__What the task requires__
Transcribe the listing below in full, exactly, with no images.

__Data provided__

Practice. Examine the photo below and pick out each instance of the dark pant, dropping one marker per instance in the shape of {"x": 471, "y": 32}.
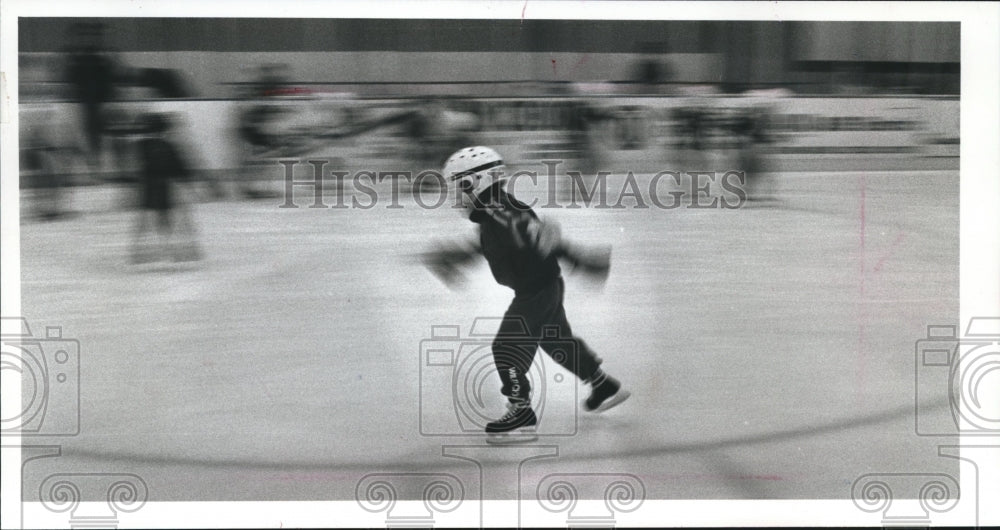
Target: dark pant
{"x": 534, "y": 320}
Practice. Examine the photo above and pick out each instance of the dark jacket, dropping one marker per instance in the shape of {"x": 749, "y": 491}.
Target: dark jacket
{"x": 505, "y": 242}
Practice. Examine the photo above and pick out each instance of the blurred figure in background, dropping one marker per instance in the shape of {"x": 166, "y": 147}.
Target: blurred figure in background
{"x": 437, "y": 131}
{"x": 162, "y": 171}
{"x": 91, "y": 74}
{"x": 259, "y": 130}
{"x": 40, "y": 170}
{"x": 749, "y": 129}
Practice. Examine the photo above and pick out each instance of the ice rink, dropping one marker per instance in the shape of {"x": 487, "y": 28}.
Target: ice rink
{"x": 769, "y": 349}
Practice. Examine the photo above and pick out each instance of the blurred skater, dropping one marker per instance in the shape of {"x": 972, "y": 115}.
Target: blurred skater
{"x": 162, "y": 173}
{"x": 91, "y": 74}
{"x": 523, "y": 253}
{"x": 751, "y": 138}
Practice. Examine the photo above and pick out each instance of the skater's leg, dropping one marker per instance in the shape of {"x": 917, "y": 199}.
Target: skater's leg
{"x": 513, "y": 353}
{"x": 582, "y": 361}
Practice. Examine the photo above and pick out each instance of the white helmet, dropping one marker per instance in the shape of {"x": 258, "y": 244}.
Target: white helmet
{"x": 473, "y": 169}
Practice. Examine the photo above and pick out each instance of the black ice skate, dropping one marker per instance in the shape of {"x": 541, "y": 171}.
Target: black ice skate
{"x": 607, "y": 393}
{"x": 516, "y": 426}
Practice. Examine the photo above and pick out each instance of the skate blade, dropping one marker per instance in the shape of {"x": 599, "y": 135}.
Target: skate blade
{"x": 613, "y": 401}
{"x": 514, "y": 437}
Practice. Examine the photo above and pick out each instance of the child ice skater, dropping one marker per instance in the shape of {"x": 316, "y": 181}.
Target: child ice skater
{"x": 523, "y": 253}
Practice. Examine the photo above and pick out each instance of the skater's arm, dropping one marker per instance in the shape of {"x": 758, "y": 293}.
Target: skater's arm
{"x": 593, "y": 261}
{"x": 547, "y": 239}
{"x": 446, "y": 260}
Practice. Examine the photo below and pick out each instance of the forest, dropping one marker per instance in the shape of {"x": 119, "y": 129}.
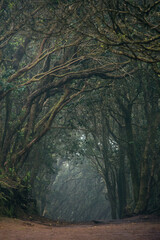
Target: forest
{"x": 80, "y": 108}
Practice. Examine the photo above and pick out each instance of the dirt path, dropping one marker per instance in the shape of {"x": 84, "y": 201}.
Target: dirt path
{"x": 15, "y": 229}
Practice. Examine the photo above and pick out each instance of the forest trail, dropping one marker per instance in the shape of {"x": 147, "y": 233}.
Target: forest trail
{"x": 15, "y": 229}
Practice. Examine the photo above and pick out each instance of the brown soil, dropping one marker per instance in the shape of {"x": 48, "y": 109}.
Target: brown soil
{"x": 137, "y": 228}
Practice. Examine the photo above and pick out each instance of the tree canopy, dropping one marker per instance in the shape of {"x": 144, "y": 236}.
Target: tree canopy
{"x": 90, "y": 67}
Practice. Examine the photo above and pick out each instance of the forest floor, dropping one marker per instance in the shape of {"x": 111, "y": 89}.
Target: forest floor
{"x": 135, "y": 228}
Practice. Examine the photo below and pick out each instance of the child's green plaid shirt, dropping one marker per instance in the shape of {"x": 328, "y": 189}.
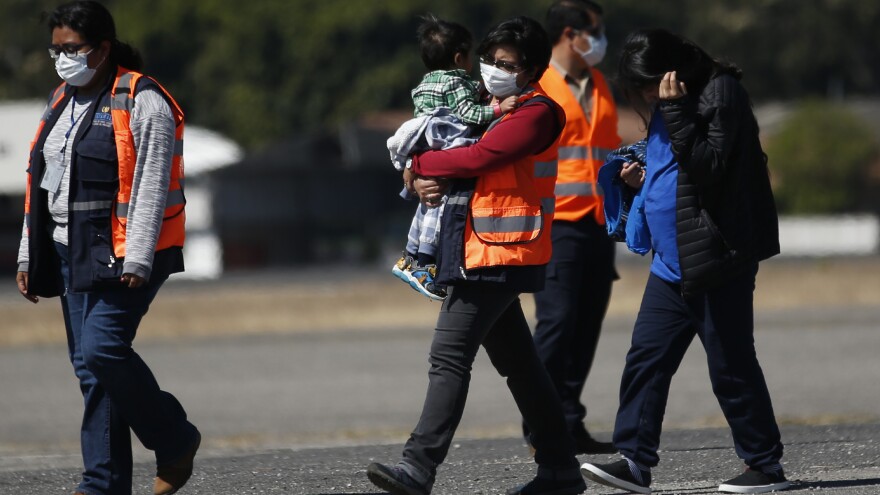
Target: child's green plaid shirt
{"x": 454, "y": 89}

__Solution for this task__
Practice. Examine the photo below and pick out each instance of the dark pant, dropping one marker per instance in the shape of {"x": 471, "y": 32}.
Target: dark pant
{"x": 534, "y": 320}
Practice. Examine the photo above and pick out each instance of the dark jacket, dropping one marker per instance in the shape of {"x": 749, "y": 491}.
Target: dark jacket
{"x": 505, "y": 242}
Practice. Examine the photo above and pick out each instance of the blurred figure in background, dropping one marker per instance in the shape of {"x": 166, "y": 147}.
Target: blurred figure in background
{"x": 437, "y": 131}
{"x": 162, "y": 171}
{"x": 91, "y": 74}
{"x": 259, "y": 130}
{"x": 40, "y": 170}
{"x": 749, "y": 129}
Practice. Examine the photo above and pick out each instance of the ice rink, dropping one marker per instance in the shape of {"x": 487, "y": 28}.
Target: ice rink
{"x": 769, "y": 349}
Practice. Examine the photo above and pick out each instance of the blurred skater, dropping one marker per instance in the shape of {"x": 972, "y": 115}.
Target: blurred skater
{"x": 162, "y": 173}
{"x": 91, "y": 74}
{"x": 523, "y": 253}
{"x": 751, "y": 138}
Practice. Examine the photo above and pick out each instance of the skater's leg, dropping one marker per instance in the shape of {"x": 917, "y": 199}.
Target: skater's leg
{"x": 513, "y": 353}
{"x": 582, "y": 361}
Practice. Examine the photo above and pick out each instance of the white helmet, dropping one marker per instance in the shape of {"x": 258, "y": 244}.
Target: white helmet
{"x": 473, "y": 169}
Practice. Examine the photo above and pick out each instance of the black ice skate, dropping one marker per instance in the shape of {"x": 541, "y": 171}.
Target: black ice skate
{"x": 607, "y": 393}
{"x": 516, "y": 426}
Practice. Examine the photo above and pick out each instance of the skate blade, dropping one marker per instance in the shape of {"x": 599, "y": 135}.
Target: skate blade
{"x": 613, "y": 401}
{"x": 514, "y": 437}
Practice. Examine the photo above and pick out each instance of the child ice skater, dropping one marker per instance in the shape of {"x": 316, "y": 181}.
Target: child ice skater
{"x": 523, "y": 253}
Practice. Examine the photo above and pick out each instance of the skater's arm, dropping one marker per instance in the shape of {"x": 758, "y": 293}.
Target: skater's arm
{"x": 593, "y": 261}
{"x": 547, "y": 239}
{"x": 446, "y": 260}
Practice. Examine the photo below and pick out each instance of the forest, dropping one marker per instance in the shape of {"x": 119, "y": 129}.
Target: forest
{"x": 80, "y": 108}
Practice. Examine the photo above and pick out each instance of the dirt path, dropping one marker per instance in the shape of {"x": 84, "y": 201}.
Target: dirt path
{"x": 15, "y": 229}
Practice. Examine the photo above and pick out each instance of the forest trail, dropping one marker per instance in the shape of {"x": 147, "y": 233}.
Target: forest trail
{"x": 15, "y": 229}
Practice. Examine the photo above and pick out each instance of the brown soil, dropping one marker per instance in the shape of {"x": 48, "y": 109}.
Target: brown soil
{"x": 137, "y": 228}
Practice. Examine the photo above and pick out each instance of the tree canopy, dropping one marker per instance in the shape of {"x": 144, "y": 236}.
Target: tree canopy
{"x": 90, "y": 67}
Practice. Examine the photo above and pick out each instance of the forest floor, dropping one marker per instance in the shape of {"x": 111, "y": 89}.
Target: forest floor
{"x": 135, "y": 228}
Practice. Examine the photo below and pick out each instance of the child's green plaid shirt, dropping one marker per instance in the shape of {"x": 328, "y": 189}.
Target: child's green plaid shirt
{"x": 454, "y": 89}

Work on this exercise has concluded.